Goal
Can you retype only the lines from the one with "stone in this photo." through the final line of the material, exactly as given?

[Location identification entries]
____________________

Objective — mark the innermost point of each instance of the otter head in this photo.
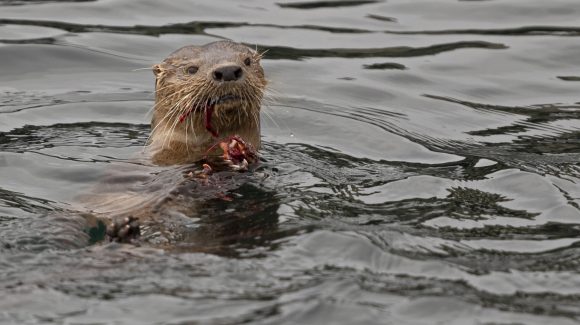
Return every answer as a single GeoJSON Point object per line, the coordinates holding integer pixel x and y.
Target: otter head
{"type": "Point", "coordinates": [202, 94]}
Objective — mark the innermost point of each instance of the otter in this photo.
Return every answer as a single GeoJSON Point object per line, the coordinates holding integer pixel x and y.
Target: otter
{"type": "Point", "coordinates": [203, 93]}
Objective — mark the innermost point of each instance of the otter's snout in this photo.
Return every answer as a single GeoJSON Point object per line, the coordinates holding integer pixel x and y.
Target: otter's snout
{"type": "Point", "coordinates": [228, 73]}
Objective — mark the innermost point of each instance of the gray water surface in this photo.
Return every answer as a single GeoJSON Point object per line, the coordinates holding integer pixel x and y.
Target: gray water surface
{"type": "Point", "coordinates": [421, 165]}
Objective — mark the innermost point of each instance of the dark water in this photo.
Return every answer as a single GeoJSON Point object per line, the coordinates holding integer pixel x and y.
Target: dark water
{"type": "Point", "coordinates": [420, 166]}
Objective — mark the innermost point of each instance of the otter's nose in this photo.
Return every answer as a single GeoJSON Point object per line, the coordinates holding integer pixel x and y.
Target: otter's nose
{"type": "Point", "coordinates": [228, 73]}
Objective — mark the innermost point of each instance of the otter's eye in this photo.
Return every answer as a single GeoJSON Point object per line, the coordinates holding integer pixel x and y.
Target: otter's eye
{"type": "Point", "coordinates": [191, 70]}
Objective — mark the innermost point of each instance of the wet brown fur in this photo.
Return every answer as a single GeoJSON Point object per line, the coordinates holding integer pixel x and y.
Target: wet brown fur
{"type": "Point", "coordinates": [178, 92]}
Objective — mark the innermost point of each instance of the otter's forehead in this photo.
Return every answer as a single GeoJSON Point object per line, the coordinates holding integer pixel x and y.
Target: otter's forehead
{"type": "Point", "coordinates": [211, 53]}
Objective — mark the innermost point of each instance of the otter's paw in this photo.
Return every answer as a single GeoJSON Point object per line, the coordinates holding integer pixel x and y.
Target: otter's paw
{"type": "Point", "coordinates": [124, 230]}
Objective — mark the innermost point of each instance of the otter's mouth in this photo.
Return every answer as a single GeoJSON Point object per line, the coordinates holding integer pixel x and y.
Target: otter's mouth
{"type": "Point", "coordinates": [208, 109]}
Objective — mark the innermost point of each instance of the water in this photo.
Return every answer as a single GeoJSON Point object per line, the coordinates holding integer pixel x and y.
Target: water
{"type": "Point", "coordinates": [420, 165]}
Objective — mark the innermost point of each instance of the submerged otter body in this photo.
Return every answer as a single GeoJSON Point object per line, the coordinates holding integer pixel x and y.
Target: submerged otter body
{"type": "Point", "coordinates": [203, 93]}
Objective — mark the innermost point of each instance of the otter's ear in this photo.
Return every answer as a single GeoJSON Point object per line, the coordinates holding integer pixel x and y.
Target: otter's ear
{"type": "Point", "coordinates": [157, 69]}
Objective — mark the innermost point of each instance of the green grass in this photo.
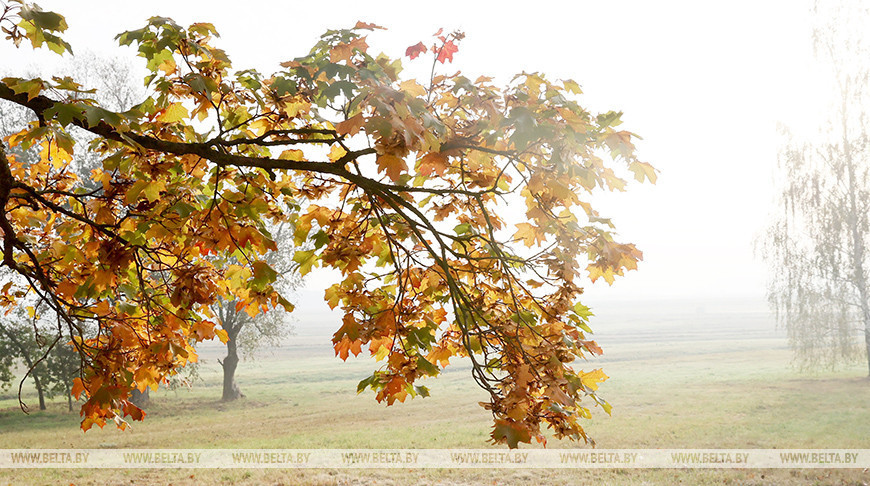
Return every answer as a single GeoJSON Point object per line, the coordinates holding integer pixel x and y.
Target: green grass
{"type": "Point", "coordinates": [682, 390]}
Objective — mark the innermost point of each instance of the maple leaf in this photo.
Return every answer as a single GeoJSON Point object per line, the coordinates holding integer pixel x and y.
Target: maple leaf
{"type": "Point", "coordinates": [415, 50]}
{"type": "Point", "coordinates": [179, 216]}
{"type": "Point", "coordinates": [446, 52]}
{"type": "Point", "coordinates": [366, 26]}
{"type": "Point", "coordinates": [351, 126]}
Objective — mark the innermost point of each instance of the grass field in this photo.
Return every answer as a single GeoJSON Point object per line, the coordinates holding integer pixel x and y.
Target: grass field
{"type": "Point", "coordinates": [699, 376]}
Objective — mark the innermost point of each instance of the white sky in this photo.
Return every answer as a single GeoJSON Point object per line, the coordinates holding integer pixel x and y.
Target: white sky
{"type": "Point", "coordinates": [702, 82]}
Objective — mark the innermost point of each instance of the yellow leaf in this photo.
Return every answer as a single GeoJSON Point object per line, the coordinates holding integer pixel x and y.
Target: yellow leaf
{"type": "Point", "coordinates": [393, 166]}
{"type": "Point", "coordinates": [643, 170]}
{"type": "Point", "coordinates": [292, 154]}
{"type": "Point", "coordinates": [593, 378]}
{"type": "Point", "coordinates": [173, 113]}
{"type": "Point", "coordinates": [412, 88]}
{"type": "Point", "coordinates": [351, 126]}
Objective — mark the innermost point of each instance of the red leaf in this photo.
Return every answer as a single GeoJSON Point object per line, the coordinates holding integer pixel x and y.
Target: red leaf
{"type": "Point", "coordinates": [415, 50]}
{"type": "Point", "coordinates": [446, 52]}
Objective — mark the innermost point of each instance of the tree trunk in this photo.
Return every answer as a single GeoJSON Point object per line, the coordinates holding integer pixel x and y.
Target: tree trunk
{"type": "Point", "coordinates": [229, 364]}
{"type": "Point", "coordinates": [141, 399]}
{"type": "Point", "coordinates": [39, 391]}
{"type": "Point", "coordinates": [68, 395]}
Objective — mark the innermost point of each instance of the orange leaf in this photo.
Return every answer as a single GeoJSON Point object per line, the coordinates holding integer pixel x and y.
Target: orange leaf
{"type": "Point", "coordinates": [393, 166]}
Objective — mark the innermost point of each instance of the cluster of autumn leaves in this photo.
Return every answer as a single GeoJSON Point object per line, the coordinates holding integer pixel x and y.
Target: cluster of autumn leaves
{"type": "Point", "coordinates": [401, 185]}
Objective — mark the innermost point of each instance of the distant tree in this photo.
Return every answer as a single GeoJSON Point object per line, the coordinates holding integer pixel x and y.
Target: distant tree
{"type": "Point", "coordinates": [247, 334]}
{"type": "Point", "coordinates": [30, 341]}
{"type": "Point", "coordinates": [817, 245]}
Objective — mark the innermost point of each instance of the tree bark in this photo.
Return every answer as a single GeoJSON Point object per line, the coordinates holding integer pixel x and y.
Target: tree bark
{"type": "Point", "coordinates": [141, 399]}
{"type": "Point", "coordinates": [229, 364]}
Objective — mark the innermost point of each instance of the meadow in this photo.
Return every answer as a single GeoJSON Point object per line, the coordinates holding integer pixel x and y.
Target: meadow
{"type": "Point", "coordinates": [682, 375]}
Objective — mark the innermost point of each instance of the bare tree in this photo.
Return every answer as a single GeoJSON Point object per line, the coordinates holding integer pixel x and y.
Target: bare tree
{"type": "Point", "coordinates": [817, 246]}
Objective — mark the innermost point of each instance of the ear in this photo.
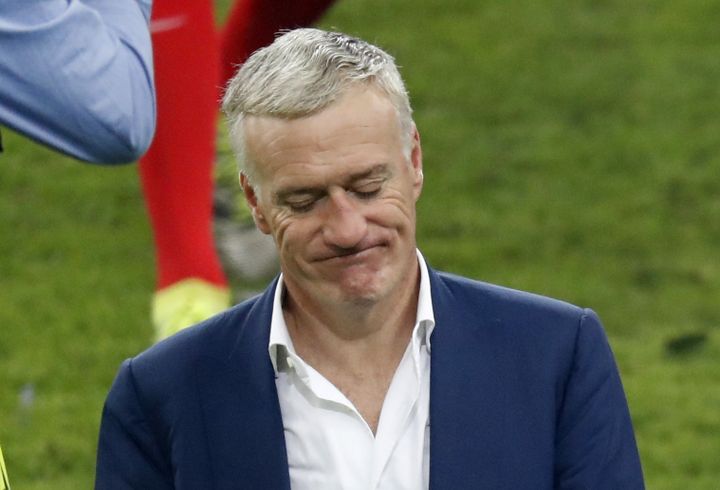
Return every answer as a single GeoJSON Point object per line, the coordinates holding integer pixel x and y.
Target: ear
{"type": "Point", "coordinates": [416, 163]}
{"type": "Point", "coordinates": [253, 202]}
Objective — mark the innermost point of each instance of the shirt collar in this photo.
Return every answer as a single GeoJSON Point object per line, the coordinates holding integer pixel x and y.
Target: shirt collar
{"type": "Point", "coordinates": [281, 344]}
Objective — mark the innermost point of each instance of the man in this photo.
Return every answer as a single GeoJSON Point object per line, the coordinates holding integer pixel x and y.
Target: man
{"type": "Point", "coordinates": [76, 75]}
{"type": "Point", "coordinates": [360, 366]}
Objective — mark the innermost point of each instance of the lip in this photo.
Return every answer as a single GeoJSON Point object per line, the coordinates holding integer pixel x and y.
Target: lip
{"type": "Point", "coordinates": [353, 256]}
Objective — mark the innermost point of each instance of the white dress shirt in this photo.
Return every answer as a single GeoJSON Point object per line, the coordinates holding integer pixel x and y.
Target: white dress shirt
{"type": "Point", "coordinates": [329, 444]}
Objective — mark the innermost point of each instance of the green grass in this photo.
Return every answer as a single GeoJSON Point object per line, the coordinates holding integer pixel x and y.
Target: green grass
{"type": "Point", "coordinates": [570, 149]}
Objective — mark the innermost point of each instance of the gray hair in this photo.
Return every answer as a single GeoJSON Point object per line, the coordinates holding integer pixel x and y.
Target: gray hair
{"type": "Point", "coordinates": [304, 71]}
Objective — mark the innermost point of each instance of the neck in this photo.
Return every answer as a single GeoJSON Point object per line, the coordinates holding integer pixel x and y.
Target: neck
{"type": "Point", "coordinates": [354, 335]}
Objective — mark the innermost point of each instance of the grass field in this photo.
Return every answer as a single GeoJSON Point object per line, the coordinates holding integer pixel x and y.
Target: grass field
{"type": "Point", "coordinates": [571, 149]}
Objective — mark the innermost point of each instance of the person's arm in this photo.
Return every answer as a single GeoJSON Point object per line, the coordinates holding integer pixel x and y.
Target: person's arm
{"type": "Point", "coordinates": [595, 444]}
{"type": "Point", "coordinates": [128, 456]}
{"type": "Point", "coordinates": [77, 75]}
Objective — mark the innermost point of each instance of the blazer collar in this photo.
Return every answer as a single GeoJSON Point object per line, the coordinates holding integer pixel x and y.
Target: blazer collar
{"type": "Point", "coordinates": [240, 387]}
{"type": "Point", "coordinates": [466, 394]}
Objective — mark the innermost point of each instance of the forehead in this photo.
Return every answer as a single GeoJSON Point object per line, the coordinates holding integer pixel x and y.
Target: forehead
{"type": "Point", "coordinates": [357, 132]}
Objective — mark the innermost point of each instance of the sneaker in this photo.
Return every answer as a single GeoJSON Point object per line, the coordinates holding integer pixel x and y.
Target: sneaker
{"type": "Point", "coordinates": [186, 303]}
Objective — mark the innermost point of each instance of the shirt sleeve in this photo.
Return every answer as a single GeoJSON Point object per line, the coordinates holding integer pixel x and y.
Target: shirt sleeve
{"type": "Point", "coordinates": [77, 76]}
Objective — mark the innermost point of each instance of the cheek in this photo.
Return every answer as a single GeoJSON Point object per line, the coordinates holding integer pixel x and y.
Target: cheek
{"type": "Point", "coordinates": [291, 234]}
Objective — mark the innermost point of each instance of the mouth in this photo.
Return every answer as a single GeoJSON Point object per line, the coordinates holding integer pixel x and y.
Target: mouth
{"type": "Point", "coordinates": [351, 255]}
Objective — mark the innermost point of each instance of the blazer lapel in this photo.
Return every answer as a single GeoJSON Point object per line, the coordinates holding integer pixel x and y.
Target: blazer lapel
{"type": "Point", "coordinates": [240, 387]}
{"type": "Point", "coordinates": [466, 394]}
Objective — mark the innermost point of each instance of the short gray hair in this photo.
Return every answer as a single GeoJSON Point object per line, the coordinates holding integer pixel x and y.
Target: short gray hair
{"type": "Point", "coordinates": [304, 71]}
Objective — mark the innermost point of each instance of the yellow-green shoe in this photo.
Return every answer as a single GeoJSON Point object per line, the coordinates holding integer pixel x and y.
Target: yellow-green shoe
{"type": "Point", "coordinates": [4, 480]}
{"type": "Point", "coordinates": [186, 303]}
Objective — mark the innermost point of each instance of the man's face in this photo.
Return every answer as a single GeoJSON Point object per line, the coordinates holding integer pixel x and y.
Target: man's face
{"type": "Point", "coordinates": [338, 196]}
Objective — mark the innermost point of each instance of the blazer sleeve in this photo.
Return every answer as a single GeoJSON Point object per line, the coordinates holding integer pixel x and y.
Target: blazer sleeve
{"type": "Point", "coordinates": [129, 454]}
{"type": "Point", "coordinates": [595, 444]}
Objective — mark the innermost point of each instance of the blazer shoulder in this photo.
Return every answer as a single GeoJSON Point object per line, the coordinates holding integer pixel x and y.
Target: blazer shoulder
{"type": "Point", "coordinates": [491, 296]}
{"type": "Point", "coordinates": [167, 367]}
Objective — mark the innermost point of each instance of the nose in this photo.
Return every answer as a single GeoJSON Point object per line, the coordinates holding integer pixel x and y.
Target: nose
{"type": "Point", "coordinates": [345, 225]}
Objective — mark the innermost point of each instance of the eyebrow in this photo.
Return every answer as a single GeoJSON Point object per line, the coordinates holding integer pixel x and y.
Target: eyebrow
{"type": "Point", "coordinates": [379, 170]}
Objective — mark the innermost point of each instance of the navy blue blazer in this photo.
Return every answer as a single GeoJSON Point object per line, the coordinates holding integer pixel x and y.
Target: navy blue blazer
{"type": "Point", "coordinates": [524, 394]}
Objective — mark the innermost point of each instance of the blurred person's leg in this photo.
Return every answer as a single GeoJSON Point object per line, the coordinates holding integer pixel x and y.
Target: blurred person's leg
{"type": "Point", "coordinates": [253, 24]}
{"type": "Point", "coordinates": [177, 170]}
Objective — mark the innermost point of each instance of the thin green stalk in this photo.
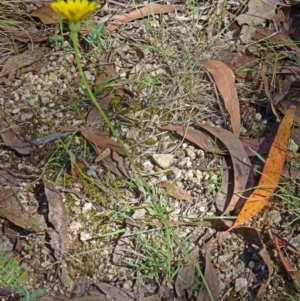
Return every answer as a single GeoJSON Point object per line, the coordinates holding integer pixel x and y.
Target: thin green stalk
{"type": "Point", "coordinates": [74, 37]}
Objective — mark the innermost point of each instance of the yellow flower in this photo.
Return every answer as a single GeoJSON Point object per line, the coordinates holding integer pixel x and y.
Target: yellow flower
{"type": "Point", "coordinates": [74, 10]}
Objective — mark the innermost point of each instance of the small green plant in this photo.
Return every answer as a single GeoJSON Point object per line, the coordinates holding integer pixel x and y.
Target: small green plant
{"type": "Point", "coordinates": [13, 275]}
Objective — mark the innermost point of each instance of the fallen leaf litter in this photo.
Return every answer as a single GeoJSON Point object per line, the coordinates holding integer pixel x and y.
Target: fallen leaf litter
{"type": "Point", "coordinates": [187, 165]}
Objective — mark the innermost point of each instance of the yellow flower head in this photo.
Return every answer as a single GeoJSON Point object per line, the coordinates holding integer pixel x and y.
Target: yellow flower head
{"type": "Point", "coordinates": [74, 10]}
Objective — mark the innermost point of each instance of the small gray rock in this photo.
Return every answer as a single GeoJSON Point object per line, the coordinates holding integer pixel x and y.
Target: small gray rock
{"type": "Point", "coordinates": [240, 284]}
{"type": "Point", "coordinates": [163, 160]}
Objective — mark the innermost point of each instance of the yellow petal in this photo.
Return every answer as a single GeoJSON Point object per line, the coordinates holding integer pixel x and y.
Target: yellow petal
{"type": "Point", "coordinates": [74, 10]}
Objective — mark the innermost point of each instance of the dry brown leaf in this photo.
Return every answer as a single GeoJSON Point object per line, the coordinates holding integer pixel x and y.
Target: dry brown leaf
{"type": "Point", "coordinates": [176, 191]}
{"type": "Point", "coordinates": [271, 171]}
{"type": "Point", "coordinates": [115, 293]}
{"type": "Point", "coordinates": [47, 15]}
{"type": "Point", "coordinates": [257, 145]}
{"type": "Point", "coordinates": [239, 60]}
{"type": "Point", "coordinates": [102, 140]}
{"type": "Point", "coordinates": [185, 278]}
{"type": "Point", "coordinates": [11, 135]}
{"type": "Point", "coordinates": [103, 155]}
{"type": "Point", "coordinates": [59, 217]}
{"type": "Point", "coordinates": [242, 177]}
{"type": "Point", "coordinates": [145, 11]}
{"type": "Point", "coordinates": [225, 82]}
{"type": "Point", "coordinates": [11, 209]}
{"type": "Point", "coordinates": [258, 12]}
{"type": "Point", "coordinates": [201, 139]}
{"type": "Point", "coordinates": [285, 104]}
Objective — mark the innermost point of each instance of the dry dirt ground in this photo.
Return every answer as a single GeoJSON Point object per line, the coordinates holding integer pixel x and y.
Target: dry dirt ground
{"type": "Point", "coordinates": [80, 219]}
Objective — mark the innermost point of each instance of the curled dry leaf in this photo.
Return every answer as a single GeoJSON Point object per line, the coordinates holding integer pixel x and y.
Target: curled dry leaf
{"type": "Point", "coordinates": [260, 146]}
{"type": "Point", "coordinates": [59, 217]}
{"type": "Point", "coordinates": [102, 140]}
{"type": "Point", "coordinates": [258, 12]}
{"type": "Point", "coordinates": [225, 82]}
{"type": "Point", "coordinates": [271, 171]}
{"type": "Point", "coordinates": [242, 177]}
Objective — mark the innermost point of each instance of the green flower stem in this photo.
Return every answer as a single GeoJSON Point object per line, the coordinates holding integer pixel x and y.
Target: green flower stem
{"type": "Point", "coordinates": [74, 27]}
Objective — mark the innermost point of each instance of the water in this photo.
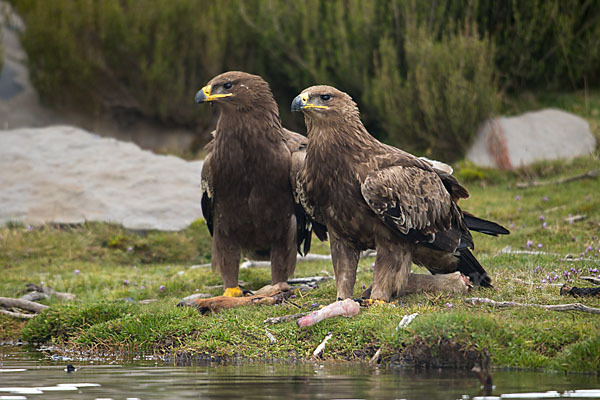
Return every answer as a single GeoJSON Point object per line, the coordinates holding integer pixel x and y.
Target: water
{"type": "Point", "coordinates": [157, 380]}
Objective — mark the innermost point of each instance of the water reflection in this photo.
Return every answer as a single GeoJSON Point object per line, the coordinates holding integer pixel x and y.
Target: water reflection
{"type": "Point", "coordinates": [149, 380]}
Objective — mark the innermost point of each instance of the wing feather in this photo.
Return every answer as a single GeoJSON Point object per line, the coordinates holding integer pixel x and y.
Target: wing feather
{"type": "Point", "coordinates": [305, 225]}
{"type": "Point", "coordinates": [409, 199]}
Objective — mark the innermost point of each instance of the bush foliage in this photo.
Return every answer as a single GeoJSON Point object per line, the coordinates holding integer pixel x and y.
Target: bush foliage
{"type": "Point", "coordinates": [424, 74]}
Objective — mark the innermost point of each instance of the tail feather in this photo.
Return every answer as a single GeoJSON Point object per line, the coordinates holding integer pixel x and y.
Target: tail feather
{"type": "Point", "coordinates": [484, 226]}
{"type": "Point", "coordinates": [469, 266]}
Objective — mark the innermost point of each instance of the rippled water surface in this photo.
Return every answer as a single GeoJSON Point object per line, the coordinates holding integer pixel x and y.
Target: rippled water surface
{"type": "Point", "coordinates": [35, 377]}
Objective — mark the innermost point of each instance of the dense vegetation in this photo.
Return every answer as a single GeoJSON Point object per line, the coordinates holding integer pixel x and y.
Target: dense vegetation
{"type": "Point", "coordinates": [425, 74]}
{"type": "Point", "coordinates": [110, 270]}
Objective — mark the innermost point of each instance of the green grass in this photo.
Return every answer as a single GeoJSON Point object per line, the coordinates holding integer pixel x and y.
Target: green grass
{"type": "Point", "coordinates": [104, 264]}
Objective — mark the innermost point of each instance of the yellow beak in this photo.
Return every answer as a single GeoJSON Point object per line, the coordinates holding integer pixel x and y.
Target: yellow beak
{"type": "Point", "coordinates": [301, 103]}
{"type": "Point", "coordinates": [205, 95]}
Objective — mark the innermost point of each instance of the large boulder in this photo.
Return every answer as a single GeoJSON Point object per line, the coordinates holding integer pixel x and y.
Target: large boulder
{"type": "Point", "coordinates": [64, 174]}
{"type": "Point", "coordinates": [512, 142]}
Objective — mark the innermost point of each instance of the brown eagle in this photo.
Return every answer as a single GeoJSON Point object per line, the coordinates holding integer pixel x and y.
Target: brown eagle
{"type": "Point", "coordinates": [373, 196]}
{"type": "Point", "coordinates": [247, 194]}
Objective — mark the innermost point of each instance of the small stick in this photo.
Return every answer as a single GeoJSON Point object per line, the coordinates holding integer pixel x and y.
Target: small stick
{"type": "Point", "coordinates": [308, 279]}
{"type": "Point", "coordinates": [594, 280]}
{"type": "Point", "coordinates": [321, 347]}
{"type": "Point", "coordinates": [534, 283]}
{"type": "Point", "coordinates": [272, 338]}
{"type": "Point", "coordinates": [407, 319]}
{"type": "Point", "coordinates": [590, 174]}
{"type": "Point", "coordinates": [17, 315]}
{"type": "Point", "coordinates": [552, 307]}
{"type": "Point", "coordinates": [31, 287]}
{"type": "Point", "coordinates": [567, 290]}
{"type": "Point", "coordinates": [375, 357]}
{"type": "Point", "coordinates": [575, 218]}
{"type": "Point", "coordinates": [284, 318]}
{"type": "Point", "coordinates": [308, 257]}
{"type": "Point", "coordinates": [8, 302]}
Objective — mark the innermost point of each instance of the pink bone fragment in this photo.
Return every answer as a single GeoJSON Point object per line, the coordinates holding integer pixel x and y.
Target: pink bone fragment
{"type": "Point", "coordinates": [347, 308]}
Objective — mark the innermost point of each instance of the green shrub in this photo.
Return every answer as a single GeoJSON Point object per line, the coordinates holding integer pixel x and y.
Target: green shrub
{"type": "Point", "coordinates": [448, 91]}
{"type": "Point", "coordinates": [420, 71]}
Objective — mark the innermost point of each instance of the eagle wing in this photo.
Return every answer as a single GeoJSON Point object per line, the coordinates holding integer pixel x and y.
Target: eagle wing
{"type": "Point", "coordinates": [411, 200]}
{"type": "Point", "coordinates": [206, 201]}
{"type": "Point", "coordinates": [296, 143]}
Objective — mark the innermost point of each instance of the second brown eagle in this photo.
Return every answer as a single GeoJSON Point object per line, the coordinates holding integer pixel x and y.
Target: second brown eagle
{"type": "Point", "coordinates": [373, 196]}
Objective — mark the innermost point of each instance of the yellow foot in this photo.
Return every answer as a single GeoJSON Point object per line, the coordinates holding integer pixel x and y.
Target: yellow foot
{"type": "Point", "coordinates": [233, 292]}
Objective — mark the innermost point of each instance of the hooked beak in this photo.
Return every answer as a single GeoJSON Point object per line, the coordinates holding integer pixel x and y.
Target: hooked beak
{"type": "Point", "coordinates": [301, 103]}
{"type": "Point", "coordinates": [205, 95]}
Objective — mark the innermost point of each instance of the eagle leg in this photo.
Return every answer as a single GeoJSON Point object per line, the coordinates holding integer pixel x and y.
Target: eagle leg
{"type": "Point", "coordinates": [283, 256]}
{"type": "Point", "coordinates": [392, 268]}
{"type": "Point", "coordinates": [345, 263]}
{"type": "Point", "coordinates": [226, 259]}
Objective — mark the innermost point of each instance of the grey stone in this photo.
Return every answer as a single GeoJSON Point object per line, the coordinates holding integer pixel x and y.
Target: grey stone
{"type": "Point", "coordinates": [512, 142]}
{"type": "Point", "coordinates": [64, 174]}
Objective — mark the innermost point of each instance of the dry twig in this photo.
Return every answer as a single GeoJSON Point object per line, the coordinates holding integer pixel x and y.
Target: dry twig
{"type": "Point", "coordinates": [17, 315]}
{"type": "Point", "coordinates": [590, 174]}
{"type": "Point", "coordinates": [321, 347]}
{"type": "Point", "coordinates": [284, 318]}
{"type": "Point", "coordinates": [552, 307]}
{"type": "Point", "coordinates": [8, 302]}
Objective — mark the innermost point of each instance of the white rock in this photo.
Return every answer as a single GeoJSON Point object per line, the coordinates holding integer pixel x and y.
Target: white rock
{"type": "Point", "coordinates": [512, 142]}
{"type": "Point", "coordinates": [64, 174]}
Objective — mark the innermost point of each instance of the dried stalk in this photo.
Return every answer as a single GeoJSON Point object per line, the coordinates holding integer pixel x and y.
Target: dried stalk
{"type": "Point", "coordinates": [551, 307]}
{"type": "Point", "coordinates": [17, 315]}
{"type": "Point", "coordinates": [284, 318]}
{"type": "Point", "coordinates": [8, 302]}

____________________

Full output
Objective — mark the innermost point of each instance of the grey stone in this photo.
Return every answer as a single GeoJSON Point object per line, the coordinates holding integer pixel x and y.
Target: grey stone
{"type": "Point", "coordinates": [512, 142]}
{"type": "Point", "coordinates": [64, 174]}
Objective — mark the innermost point of each instance of the dry twig in this photo.
Return every answer as a single GeoJSON Point object per line, the coordinates holding integer pixel x and y.
Target: dry twig
{"type": "Point", "coordinates": [17, 315]}
{"type": "Point", "coordinates": [590, 174]}
{"type": "Point", "coordinates": [321, 347]}
{"type": "Point", "coordinates": [284, 318]}
{"type": "Point", "coordinates": [552, 307]}
{"type": "Point", "coordinates": [8, 302]}
Objective — mark the innermost point of each instance of the white rock in this photo.
Return every answer as a single GeoJSON Point object per line, the coordinates holding integer pixel x and y.
Target: white rock
{"type": "Point", "coordinates": [512, 142]}
{"type": "Point", "coordinates": [64, 174]}
Objective — mark the innermost point of each instance of the dried stalk in this photo.
Return every answer as a single GeoJSON Point object per line, the coordinates holding integer pixel x and y.
Target: dried stalk
{"type": "Point", "coordinates": [551, 307]}
{"type": "Point", "coordinates": [17, 315]}
{"type": "Point", "coordinates": [284, 318]}
{"type": "Point", "coordinates": [8, 302]}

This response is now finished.